_Task:_
Reproduce the items below, beginning at the line that contains "Expected behavior: point out the girl's" and continuing through the last line of the items. Offset each answer coordinate pair that follows a "Target:" line by adding 99 to both numbers, and leave every other line, including the sample pairs under each "Expected behavior" line, unchanged.

_Task material:_
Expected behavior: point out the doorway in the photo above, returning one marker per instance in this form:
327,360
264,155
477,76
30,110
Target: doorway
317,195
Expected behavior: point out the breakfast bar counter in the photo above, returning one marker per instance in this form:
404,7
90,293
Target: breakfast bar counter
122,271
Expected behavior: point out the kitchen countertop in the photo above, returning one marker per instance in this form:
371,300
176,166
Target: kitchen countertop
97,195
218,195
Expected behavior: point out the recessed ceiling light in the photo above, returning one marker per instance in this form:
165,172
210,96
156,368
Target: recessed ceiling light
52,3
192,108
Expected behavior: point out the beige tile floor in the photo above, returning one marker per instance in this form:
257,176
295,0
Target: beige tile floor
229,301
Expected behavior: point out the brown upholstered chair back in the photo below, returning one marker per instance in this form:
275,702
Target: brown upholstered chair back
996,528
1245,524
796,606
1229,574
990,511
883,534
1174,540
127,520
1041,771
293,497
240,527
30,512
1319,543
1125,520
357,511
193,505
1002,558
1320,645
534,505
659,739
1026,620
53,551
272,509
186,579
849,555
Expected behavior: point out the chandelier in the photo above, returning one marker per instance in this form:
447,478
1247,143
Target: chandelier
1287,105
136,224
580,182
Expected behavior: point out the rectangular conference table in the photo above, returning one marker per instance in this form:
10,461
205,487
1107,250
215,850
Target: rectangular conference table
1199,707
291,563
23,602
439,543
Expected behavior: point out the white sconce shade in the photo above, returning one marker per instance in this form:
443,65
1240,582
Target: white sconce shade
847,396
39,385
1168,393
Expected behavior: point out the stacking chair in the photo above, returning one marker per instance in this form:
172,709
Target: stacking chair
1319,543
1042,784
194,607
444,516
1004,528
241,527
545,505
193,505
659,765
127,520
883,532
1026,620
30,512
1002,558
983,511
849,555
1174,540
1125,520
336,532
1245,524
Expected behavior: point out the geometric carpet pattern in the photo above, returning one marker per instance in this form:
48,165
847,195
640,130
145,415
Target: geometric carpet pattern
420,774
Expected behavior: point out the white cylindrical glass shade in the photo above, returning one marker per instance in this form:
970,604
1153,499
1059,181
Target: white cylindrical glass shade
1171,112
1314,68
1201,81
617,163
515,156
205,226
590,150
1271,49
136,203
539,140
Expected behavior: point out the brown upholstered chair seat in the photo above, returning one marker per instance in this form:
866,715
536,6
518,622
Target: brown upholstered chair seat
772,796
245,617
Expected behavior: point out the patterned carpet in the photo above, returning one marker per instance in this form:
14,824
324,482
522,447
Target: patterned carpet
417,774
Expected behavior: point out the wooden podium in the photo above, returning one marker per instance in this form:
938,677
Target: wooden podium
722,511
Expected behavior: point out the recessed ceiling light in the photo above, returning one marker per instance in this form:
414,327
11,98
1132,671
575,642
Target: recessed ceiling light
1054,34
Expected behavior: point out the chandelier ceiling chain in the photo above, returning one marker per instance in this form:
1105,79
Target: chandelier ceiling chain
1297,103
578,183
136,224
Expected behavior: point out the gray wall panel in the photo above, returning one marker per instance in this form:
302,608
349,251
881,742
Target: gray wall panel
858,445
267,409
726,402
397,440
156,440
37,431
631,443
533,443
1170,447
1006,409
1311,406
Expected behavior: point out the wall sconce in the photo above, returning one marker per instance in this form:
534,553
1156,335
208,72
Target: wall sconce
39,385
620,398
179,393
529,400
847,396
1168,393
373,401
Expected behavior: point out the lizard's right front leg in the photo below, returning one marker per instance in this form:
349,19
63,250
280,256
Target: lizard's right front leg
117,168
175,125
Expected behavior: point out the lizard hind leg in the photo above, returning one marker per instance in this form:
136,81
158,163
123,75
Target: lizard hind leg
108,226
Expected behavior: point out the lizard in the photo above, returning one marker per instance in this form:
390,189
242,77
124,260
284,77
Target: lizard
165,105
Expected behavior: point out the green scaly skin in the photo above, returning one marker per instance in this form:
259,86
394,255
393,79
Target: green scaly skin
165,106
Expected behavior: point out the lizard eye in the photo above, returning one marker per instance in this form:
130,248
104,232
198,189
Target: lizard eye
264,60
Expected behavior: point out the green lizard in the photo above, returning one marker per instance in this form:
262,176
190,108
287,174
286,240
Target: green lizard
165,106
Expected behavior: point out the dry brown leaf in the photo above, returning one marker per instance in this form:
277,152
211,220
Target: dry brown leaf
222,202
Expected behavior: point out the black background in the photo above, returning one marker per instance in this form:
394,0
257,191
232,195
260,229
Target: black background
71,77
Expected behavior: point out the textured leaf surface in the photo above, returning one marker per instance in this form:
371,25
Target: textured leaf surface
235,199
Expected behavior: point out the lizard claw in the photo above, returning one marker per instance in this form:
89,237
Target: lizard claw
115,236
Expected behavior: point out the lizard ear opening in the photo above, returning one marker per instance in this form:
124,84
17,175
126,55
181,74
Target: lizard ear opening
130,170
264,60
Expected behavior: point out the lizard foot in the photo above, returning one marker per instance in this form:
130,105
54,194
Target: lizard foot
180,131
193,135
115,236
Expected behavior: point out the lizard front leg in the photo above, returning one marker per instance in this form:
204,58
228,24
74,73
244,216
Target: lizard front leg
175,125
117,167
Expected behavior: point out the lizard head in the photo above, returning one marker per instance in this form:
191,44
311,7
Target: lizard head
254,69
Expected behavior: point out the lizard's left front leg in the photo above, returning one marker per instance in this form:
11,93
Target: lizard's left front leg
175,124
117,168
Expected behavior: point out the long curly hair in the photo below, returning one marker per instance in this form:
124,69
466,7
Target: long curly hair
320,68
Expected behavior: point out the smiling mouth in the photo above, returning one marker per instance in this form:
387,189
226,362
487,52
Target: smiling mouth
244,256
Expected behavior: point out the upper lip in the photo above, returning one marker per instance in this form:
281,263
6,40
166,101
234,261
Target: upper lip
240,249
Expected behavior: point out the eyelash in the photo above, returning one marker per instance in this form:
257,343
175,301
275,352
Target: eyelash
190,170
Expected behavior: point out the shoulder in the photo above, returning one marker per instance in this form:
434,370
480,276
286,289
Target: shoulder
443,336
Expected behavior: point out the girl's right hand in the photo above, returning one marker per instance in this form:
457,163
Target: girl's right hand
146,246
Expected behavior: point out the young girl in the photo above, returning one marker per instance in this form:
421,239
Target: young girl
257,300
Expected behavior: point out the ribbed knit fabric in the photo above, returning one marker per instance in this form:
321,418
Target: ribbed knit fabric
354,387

_Written answer:_
Expected behavior: point out the girl's right hand in the photo above, returning one marker per instance in this form:
457,163
Target: girl's right hand
245,345
Expected behavior: point out the young girl in the photo above, returning one marker per instance in this form:
421,239
Target: young girl
356,399
Expected behavior: point out the ribbed knit fabric in the photo above, returning one marker per instance in this form:
321,418
Target: ribbed knit fabric
453,486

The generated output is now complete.